*Exercise requirements:* In the text about the mourning dispute after Emperor Daizong's death, how many days of mourning did Cui advocate for the officials?

*Reading text:*
[START]

Later in 779, Emperor Daizong died and was succeeded by his son Emperor Dezong. In the aftermaths of Emperor Daizong's death, Chang and Cui had a major dispute over the proper period for the officials to wear mourning clothes for Emperor Daizong—whether they should wear mourning clothes for only three days (as per Emperor Daizong's will), which Cui advocated, or 27 days (the same length as Emperor Dezong himself were to do so), as Chang advocated. Chang became sufficiently angry that he submitted a petition—signing Guo's and Zhu Ci's names as per customs of one chancellor signing petitions on behalf of other chancellors as well—requesting that Cui be punished for his insolence. Emperor Dezong initially ordered that Cui be demoted to be the deputy mayor of the eastern capital Luoyang. When this demotion was announced, however, both Guo and Zhu Ci submitted petitions in Cui's defense. Emperor Dezong summoned both of them, asking why they submitted inconsistent petitions—one seeking Cui's punishment and one defending him—and both of them stated that they did not know about the petition seeking punishment. Emperor Dezong, who did not know that it was customary for chancellors to sign petitions for each other, believed Chang to have forged Guo's and Zhu's signatures, and, in anger, demoted Chang to be the prefect of the distant Chao Prefecture (潮州, roughly modern Chaozhou, Guangdong) and made Cui chancellor. Subsequently, Zhu's defense post was moved to Fengxiang (鳳翔, in modern Baoji, Shaanxi), and he was made the mayor of Fengxiang Municipality.

[END]

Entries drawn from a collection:
[START]

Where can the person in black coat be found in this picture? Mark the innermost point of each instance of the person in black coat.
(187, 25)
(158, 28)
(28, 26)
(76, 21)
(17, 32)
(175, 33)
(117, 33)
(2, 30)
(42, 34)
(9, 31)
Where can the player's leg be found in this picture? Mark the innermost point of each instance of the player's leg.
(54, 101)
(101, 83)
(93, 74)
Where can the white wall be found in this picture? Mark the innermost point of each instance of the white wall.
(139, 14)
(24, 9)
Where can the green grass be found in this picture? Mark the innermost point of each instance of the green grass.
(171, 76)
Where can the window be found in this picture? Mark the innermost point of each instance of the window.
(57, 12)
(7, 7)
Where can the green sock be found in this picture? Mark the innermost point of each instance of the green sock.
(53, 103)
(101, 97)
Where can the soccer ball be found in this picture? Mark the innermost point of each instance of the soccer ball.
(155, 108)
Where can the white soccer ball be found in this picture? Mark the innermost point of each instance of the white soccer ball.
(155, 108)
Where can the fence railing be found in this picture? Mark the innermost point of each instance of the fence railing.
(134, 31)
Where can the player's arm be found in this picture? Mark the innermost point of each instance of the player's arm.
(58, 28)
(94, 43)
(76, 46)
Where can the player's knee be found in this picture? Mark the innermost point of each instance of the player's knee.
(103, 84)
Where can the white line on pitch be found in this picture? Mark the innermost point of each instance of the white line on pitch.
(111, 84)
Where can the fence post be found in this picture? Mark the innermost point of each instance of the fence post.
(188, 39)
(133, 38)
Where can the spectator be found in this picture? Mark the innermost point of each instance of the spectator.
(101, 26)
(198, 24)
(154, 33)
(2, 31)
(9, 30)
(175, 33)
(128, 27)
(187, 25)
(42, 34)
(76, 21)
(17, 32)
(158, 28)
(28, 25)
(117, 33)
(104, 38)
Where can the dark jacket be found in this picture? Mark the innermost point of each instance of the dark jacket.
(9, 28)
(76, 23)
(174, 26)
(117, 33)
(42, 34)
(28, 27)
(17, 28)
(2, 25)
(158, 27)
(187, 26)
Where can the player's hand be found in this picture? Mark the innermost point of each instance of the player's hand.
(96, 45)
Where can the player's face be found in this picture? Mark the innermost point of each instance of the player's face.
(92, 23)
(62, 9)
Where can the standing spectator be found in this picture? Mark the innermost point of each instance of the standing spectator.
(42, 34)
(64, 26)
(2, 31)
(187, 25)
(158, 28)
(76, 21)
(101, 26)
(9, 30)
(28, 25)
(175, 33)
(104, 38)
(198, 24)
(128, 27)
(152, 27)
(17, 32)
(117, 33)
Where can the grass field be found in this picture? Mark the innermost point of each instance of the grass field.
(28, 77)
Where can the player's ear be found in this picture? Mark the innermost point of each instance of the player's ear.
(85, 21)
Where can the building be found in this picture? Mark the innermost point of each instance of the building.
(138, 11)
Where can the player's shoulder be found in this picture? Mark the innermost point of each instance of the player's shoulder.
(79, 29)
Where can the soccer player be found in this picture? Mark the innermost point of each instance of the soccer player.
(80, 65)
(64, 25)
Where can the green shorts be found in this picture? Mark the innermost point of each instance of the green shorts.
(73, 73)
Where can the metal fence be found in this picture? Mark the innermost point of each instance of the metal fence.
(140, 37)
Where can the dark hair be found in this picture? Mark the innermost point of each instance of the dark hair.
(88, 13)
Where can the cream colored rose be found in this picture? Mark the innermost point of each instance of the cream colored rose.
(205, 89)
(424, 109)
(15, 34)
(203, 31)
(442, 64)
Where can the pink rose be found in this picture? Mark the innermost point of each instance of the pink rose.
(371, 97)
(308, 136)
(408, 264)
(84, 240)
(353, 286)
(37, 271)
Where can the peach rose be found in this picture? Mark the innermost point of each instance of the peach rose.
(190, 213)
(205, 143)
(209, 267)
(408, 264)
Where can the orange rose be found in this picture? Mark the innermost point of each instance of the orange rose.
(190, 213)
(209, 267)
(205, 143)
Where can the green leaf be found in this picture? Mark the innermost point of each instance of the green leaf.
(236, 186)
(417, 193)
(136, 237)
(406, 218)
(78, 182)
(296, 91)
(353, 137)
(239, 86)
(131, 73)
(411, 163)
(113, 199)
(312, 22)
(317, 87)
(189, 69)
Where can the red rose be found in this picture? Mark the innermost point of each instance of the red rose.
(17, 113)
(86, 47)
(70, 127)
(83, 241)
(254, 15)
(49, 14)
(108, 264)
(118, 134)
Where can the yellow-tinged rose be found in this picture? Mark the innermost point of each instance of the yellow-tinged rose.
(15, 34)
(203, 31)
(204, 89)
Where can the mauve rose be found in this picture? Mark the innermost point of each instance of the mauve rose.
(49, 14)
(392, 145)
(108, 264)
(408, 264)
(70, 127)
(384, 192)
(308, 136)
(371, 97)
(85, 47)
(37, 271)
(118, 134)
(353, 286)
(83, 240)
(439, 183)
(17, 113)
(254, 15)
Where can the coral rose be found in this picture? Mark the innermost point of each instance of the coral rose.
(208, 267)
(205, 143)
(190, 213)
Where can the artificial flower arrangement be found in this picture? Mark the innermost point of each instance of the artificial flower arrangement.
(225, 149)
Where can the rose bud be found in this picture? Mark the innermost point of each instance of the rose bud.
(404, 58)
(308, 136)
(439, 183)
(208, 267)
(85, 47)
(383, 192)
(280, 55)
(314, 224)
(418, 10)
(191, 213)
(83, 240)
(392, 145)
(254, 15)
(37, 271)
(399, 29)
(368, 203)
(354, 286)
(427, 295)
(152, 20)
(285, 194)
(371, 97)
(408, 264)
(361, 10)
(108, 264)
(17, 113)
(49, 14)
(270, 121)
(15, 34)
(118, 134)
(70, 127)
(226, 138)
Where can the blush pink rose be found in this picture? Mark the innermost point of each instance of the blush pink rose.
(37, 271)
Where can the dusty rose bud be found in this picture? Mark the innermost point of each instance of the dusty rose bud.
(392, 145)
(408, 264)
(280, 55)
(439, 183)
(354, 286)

[END]
[START]

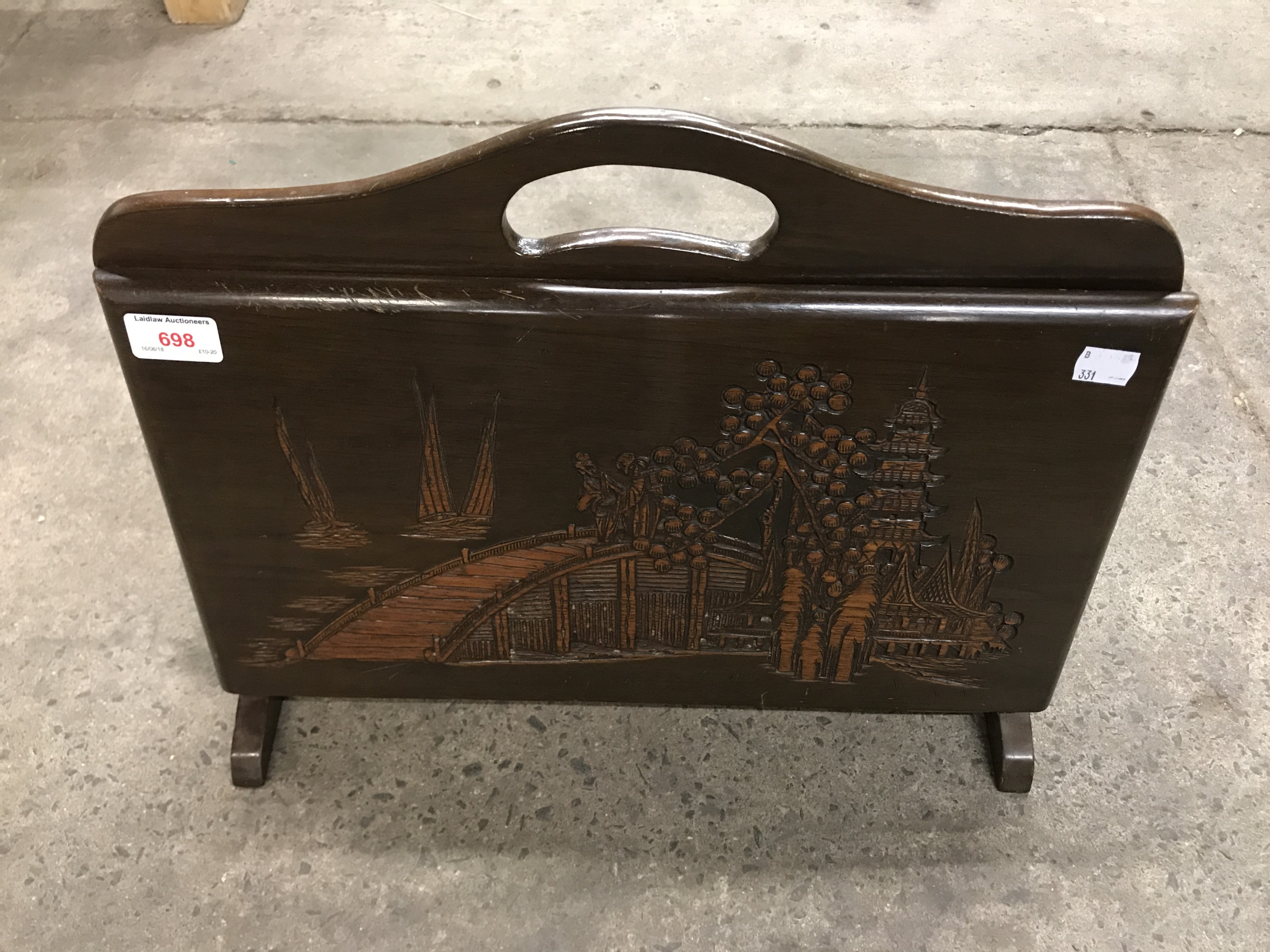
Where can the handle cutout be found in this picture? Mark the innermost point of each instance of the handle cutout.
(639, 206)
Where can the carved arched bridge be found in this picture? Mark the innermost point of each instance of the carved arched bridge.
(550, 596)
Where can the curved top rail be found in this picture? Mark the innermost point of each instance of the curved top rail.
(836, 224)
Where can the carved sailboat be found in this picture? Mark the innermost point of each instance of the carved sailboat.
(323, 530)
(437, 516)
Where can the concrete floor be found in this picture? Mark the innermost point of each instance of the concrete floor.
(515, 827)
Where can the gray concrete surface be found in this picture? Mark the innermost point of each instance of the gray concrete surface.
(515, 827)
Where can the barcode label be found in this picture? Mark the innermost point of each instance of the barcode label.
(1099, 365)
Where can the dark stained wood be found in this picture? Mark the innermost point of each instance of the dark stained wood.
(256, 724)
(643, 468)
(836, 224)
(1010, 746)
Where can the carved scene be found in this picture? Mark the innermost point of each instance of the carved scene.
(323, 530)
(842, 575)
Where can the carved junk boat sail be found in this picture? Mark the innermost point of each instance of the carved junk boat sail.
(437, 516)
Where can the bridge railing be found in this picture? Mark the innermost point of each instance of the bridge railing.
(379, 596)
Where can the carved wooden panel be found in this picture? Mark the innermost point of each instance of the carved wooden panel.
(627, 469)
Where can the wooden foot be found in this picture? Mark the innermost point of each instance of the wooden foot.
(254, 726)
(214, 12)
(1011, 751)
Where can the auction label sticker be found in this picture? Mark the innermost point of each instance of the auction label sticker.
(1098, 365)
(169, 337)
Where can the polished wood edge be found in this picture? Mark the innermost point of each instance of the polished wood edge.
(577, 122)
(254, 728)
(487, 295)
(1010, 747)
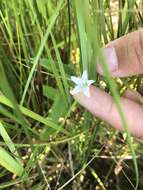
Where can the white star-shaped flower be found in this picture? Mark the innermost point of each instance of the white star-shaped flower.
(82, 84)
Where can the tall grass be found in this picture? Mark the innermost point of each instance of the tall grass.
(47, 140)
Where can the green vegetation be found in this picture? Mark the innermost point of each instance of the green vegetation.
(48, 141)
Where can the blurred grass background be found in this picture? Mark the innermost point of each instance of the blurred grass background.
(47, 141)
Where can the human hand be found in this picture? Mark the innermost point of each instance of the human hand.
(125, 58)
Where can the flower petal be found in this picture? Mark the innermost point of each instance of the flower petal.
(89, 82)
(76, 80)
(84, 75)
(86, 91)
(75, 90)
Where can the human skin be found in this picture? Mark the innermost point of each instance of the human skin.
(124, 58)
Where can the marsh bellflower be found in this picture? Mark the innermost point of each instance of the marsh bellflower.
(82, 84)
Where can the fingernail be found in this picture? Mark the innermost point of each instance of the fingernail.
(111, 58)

[END]
[START]

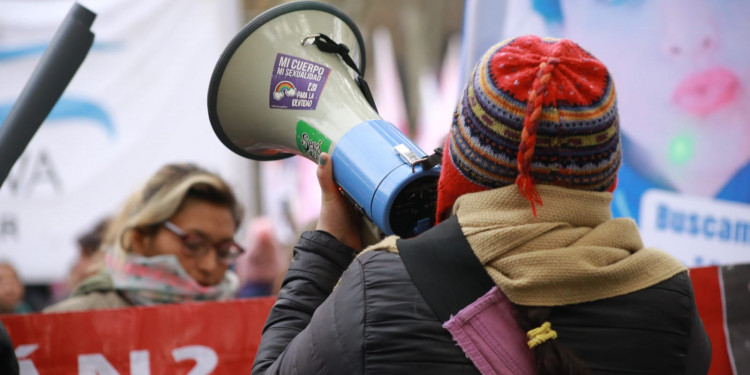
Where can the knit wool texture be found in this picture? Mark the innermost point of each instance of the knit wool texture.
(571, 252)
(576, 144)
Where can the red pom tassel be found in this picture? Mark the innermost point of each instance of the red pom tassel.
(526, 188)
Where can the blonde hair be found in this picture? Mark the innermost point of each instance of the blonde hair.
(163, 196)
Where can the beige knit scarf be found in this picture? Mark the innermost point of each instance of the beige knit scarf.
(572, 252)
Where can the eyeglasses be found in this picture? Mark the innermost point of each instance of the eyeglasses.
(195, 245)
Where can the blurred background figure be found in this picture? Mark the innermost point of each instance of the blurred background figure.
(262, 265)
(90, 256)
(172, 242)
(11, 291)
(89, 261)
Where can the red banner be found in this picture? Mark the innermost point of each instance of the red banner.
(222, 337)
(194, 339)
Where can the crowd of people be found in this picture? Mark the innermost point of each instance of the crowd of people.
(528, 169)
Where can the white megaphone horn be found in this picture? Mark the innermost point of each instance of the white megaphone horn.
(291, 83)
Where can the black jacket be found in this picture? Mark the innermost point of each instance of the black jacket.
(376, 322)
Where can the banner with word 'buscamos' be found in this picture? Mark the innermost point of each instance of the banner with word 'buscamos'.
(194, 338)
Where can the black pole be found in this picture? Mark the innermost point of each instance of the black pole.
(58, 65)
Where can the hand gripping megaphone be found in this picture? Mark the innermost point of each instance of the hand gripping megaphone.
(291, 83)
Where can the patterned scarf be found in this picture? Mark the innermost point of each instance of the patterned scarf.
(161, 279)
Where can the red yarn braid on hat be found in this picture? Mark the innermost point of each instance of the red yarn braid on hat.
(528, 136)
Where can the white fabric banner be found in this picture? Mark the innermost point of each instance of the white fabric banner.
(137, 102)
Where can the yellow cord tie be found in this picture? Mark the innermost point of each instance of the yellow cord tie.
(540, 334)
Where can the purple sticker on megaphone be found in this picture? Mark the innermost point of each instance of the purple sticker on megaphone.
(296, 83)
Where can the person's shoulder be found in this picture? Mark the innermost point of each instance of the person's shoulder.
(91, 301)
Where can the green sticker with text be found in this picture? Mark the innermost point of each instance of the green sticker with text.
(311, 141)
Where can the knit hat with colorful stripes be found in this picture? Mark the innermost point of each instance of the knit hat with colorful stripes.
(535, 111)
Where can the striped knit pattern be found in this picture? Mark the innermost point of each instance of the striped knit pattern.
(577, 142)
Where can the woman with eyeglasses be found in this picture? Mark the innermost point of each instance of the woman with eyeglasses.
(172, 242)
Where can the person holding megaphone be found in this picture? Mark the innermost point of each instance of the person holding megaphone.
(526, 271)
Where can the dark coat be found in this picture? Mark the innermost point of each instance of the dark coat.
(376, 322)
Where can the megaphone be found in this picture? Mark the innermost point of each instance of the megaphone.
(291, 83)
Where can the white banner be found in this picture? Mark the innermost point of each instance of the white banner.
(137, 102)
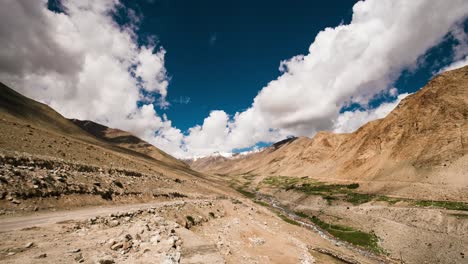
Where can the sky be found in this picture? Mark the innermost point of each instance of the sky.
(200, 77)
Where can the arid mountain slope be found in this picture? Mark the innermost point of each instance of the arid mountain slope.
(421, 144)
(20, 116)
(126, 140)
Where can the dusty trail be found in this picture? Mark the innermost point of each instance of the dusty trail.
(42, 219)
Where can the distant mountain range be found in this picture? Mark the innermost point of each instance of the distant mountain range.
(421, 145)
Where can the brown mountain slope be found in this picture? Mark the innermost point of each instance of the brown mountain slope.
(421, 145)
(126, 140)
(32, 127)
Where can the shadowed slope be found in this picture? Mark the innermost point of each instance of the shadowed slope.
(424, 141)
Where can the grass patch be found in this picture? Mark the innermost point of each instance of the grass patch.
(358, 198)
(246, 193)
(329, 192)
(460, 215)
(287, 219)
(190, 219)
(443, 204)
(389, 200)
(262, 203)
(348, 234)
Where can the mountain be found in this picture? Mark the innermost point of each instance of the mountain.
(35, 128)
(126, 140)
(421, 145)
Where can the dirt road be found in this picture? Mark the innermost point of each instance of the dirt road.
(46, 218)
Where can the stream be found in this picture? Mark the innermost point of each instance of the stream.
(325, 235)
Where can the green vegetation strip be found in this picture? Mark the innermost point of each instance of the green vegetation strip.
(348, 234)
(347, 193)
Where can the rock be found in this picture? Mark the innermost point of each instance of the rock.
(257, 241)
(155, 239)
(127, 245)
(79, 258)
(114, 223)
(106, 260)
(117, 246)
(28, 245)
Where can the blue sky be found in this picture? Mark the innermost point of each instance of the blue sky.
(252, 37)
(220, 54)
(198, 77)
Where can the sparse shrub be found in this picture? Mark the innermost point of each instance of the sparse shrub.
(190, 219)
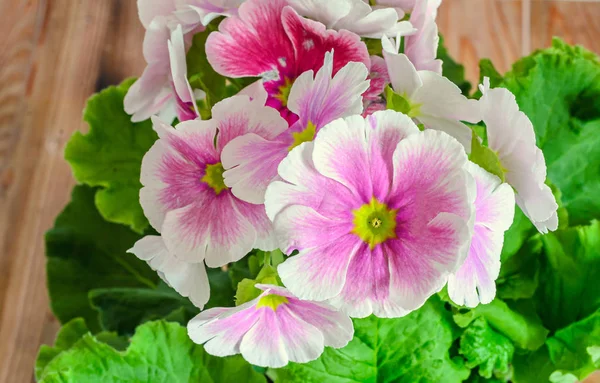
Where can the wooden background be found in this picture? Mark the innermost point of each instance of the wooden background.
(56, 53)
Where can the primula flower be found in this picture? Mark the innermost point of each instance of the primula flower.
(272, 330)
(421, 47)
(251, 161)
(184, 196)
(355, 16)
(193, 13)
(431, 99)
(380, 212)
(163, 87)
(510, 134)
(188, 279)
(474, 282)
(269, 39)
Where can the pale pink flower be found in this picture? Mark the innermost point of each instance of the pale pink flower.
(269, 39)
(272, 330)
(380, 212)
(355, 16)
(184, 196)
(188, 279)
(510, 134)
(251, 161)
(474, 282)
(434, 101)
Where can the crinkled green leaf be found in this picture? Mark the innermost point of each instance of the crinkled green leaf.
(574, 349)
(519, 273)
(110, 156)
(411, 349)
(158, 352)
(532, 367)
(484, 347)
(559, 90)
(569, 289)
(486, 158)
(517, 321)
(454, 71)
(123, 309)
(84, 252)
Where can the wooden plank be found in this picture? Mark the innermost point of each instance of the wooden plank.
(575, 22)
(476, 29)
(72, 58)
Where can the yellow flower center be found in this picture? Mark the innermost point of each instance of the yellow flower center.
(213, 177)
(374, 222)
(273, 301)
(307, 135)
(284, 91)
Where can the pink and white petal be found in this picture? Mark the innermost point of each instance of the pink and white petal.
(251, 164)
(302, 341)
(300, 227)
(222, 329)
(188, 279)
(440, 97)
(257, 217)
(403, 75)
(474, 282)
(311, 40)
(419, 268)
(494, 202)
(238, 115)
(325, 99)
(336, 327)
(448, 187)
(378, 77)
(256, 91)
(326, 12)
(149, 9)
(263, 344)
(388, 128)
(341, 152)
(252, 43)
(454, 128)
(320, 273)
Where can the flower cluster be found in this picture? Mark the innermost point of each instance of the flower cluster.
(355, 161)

[END]

*Result for this task:* Three days.